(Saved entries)
________________________________________

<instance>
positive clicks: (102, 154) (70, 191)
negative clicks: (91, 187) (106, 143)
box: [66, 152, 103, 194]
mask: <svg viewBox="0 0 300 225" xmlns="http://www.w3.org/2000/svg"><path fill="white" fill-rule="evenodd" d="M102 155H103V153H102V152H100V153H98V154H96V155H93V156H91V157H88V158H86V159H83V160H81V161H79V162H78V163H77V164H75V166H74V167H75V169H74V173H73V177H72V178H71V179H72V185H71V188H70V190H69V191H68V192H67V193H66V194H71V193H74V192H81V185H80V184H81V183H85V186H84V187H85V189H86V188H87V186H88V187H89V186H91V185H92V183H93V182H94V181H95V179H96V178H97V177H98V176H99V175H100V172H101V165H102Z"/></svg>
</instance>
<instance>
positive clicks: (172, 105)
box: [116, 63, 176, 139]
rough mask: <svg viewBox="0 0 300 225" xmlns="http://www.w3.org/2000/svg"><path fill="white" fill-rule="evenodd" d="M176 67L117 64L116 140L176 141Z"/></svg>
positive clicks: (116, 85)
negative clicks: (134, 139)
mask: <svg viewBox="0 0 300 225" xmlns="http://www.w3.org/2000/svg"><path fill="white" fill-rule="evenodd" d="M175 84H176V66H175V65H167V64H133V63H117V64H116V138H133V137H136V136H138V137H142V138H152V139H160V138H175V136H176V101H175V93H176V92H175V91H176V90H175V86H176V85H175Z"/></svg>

________________________________________

**Task description:**
Copy out the lines of every entry above without any changes.

**Written response:**
<instance>
positive clicks: (102, 154) (70, 191)
negative clicks: (91, 187) (106, 143)
box: [66, 152, 103, 194]
mask: <svg viewBox="0 0 300 225" xmlns="http://www.w3.org/2000/svg"><path fill="white" fill-rule="evenodd" d="M102 155H103V153H102V152H100V153H98V154H96V155H93V156H91V157H88V158H86V159H83V160H81V161H79V162H78V163H77V164H75V166H74V167H75V169H74V173H73V177H72V178H71V179H72V185H71V188H70V190H69V191H68V192H67V193H66V194H71V193H74V192H81V185H80V184H81V183H85V186H84V187H85V189H86V188H87V186H88V187H89V186H91V185H92V183H93V182H94V181H95V179H96V178H97V177H98V176H99V175H100V172H101V165H102Z"/></svg>
</instance>
<instance>
positive clicks: (172, 105)
box: [116, 63, 176, 139]
rough mask: <svg viewBox="0 0 300 225" xmlns="http://www.w3.org/2000/svg"><path fill="white" fill-rule="evenodd" d="M176 67L117 64L116 140L176 141Z"/></svg>
positive clicks: (116, 85)
negative clicks: (134, 139)
mask: <svg viewBox="0 0 300 225" xmlns="http://www.w3.org/2000/svg"><path fill="white" fill-rule="evenodd" d="M175 84H176V66H175V65H167V64H133V63H117V64H116V138H133V137H136V136H138V137H142V138H152V139H160V138H175V136H176V101H175V93H176V92H175V91H176V90H175V86H176V85H175Z"/></svg>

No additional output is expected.